### Written instruction:
Retype the stretch of lines from the one containing "Task: point to every instance of the leaning" through the one containing "[[399, 354]]", both included, with nothing changed.
[start of Data supplied]
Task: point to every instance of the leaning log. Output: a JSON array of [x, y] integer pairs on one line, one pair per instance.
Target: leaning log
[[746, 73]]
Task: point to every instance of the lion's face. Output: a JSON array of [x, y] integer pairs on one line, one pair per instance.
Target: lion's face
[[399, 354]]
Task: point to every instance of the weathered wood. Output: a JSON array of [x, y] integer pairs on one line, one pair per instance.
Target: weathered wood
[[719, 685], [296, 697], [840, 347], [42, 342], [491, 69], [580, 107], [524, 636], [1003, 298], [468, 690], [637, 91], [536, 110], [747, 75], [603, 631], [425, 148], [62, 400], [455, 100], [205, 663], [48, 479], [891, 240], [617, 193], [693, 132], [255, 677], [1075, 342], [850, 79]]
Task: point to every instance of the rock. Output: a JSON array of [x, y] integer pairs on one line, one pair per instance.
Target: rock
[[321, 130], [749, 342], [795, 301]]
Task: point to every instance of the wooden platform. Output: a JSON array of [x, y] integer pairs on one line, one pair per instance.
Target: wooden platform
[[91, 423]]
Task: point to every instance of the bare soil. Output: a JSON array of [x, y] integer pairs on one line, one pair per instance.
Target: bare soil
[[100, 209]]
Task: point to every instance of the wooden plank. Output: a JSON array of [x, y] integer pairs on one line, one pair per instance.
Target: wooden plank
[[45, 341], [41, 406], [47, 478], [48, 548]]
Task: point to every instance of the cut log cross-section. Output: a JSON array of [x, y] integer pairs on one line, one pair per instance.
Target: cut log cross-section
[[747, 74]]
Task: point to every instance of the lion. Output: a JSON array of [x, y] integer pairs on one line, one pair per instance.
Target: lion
[end of Data supplied]
[start of Data supplied]
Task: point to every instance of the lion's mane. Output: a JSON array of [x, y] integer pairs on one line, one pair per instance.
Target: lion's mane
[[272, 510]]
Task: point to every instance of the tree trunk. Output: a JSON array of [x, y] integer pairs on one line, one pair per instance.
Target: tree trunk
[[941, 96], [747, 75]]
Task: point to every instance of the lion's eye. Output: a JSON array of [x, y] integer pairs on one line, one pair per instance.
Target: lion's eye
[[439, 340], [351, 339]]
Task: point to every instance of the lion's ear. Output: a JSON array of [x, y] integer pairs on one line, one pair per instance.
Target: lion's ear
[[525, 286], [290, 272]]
[end of Data supplied]
### Written reply:
Task: point to every instance of the leaning log. Output: a JSON array of [x, y] integer pairs on one line, one pair per instance.
Target: leaning log
[[746, 73]]
Task: point to every instance of the lion's face. Output: a JSON array of [x, y] integer pairs on one line, one pair per instance.
Target: lion's face
[[399, 354]]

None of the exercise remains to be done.